Editorial in Kathemerini bytThe new British ambassador in Athens, who wastes not one word on what has happened to Greece courtesy of the EU. Not one word! No compassion for the people of Greece, no understanding, not consolation, no hope. Not one word on what Britain intends to do to help Greece. No, the UK wants Greek help. She either doesn’t know what’s going on, or she chooses to blindly ignore it. In both cases, she should not be where she is. She talks about Britain only, as if Britain is the main victim here. Me, me, me. Well, f**king stay home then. Athens now has this dimwit and Victoria Nuland lackey Geoffrey Platt as US ambassador.
• The UK and Greece after Brexit (Kate Smith)

### What this exercise asks
**1.** According to the commentary on the new British ambassador, what does the UK want from Greece?
**2.** Decide whether each statement agrees with the commentary on the new British ambassador. Answer yes or no for each, and quote the words that settle it.
(a) The ambassador talks about Britain only.
(b) The ambassador explains what Britain intends to do to help Greece.
(c) The ambassador shows compassion for the people of Greece.
**3.** Reproduce the commentary on the new British ambassador word for word, from "Editorial in Kathemerini" up to and including "Brexit (Kate Smith)".

### Dataset excerpts
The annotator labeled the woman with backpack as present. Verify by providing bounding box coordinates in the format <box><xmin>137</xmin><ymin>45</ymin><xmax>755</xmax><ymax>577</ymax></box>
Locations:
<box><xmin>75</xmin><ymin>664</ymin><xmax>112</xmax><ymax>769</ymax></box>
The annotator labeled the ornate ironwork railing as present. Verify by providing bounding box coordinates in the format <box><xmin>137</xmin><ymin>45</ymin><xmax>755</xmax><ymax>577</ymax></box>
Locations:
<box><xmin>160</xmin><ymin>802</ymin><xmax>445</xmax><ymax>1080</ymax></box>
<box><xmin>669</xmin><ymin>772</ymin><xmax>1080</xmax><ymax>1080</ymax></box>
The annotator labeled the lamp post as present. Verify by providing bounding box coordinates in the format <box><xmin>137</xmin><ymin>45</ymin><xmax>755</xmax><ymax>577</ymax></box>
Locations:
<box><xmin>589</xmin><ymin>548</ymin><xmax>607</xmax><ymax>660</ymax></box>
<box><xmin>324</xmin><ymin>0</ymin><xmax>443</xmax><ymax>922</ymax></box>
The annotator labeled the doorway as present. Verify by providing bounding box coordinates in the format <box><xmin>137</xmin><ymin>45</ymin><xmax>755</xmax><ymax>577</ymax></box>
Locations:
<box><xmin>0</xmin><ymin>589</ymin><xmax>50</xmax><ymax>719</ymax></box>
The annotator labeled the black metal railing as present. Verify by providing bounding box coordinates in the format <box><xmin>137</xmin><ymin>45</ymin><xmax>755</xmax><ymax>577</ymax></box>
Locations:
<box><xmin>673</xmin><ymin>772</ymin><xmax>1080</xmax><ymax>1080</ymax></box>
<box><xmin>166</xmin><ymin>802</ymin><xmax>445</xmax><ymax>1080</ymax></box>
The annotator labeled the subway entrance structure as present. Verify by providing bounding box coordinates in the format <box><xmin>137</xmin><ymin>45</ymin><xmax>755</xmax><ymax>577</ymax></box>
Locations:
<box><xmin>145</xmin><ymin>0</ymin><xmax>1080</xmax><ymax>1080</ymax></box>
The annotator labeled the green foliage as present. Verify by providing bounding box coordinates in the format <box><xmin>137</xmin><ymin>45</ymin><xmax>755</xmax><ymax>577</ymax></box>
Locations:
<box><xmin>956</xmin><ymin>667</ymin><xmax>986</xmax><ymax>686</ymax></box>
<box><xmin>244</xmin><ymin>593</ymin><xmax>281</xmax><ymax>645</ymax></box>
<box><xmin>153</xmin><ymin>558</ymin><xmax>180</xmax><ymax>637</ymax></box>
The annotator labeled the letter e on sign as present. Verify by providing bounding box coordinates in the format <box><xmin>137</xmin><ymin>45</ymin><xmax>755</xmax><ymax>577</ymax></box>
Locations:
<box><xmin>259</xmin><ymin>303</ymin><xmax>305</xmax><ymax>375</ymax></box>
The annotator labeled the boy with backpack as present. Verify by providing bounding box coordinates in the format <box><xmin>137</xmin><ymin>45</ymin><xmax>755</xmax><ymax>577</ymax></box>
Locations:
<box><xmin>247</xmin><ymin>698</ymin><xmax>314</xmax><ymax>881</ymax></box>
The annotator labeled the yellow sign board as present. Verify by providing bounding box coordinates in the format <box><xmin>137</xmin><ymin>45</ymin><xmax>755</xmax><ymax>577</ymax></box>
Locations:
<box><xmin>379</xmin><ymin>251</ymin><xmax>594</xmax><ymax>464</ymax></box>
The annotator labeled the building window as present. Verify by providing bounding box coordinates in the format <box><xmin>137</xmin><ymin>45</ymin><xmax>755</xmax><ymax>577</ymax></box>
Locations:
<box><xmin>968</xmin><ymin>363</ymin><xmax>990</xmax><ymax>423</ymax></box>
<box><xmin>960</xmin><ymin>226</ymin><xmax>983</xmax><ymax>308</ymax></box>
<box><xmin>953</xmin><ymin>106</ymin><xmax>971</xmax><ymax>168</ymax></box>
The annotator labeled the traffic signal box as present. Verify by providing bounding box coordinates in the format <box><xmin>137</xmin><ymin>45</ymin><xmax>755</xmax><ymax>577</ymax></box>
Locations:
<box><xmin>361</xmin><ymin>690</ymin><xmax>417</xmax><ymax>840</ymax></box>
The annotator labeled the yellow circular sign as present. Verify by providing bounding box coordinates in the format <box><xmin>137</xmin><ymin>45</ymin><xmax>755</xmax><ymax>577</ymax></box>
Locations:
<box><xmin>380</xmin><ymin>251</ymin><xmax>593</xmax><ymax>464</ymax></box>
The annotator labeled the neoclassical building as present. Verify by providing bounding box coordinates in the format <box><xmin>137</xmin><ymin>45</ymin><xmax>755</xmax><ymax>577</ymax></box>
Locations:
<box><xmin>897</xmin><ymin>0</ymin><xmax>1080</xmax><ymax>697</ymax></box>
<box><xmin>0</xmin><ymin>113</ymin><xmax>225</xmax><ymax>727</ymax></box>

### Outputs by task
**1.** The UK wants Greek help.

**2.**
(a) Yes: "She talks about Britain only"
(b) No: "Not one word on what Britain intends to do to help Greece."
(c) No: "No compassion for the people of Greece"

**3.**
Editorial in Kathemerini bytThe new British ambassador in Athens, who wastes not one word on what has happened to Greece courtesy of the EU. Not one word! No compassion for the people of Greece, no understanding, not consolation, no hope. Not one word on what Britain intends to do to help Greece. No, the UK wants Greek help. She either doesn’t know what’s going on, or she chooses to blindly ignore it. In both cases, she should not be where she is. She talks about Britain only, as if Britain is the main victim here. Me, me, me. Well, f**king stay home then. Athens now has this dimwit and Victoria Nuland lackey Geoffrey Platt as US ambassador.
• The UK and Greece after Brexit (Kate Smith)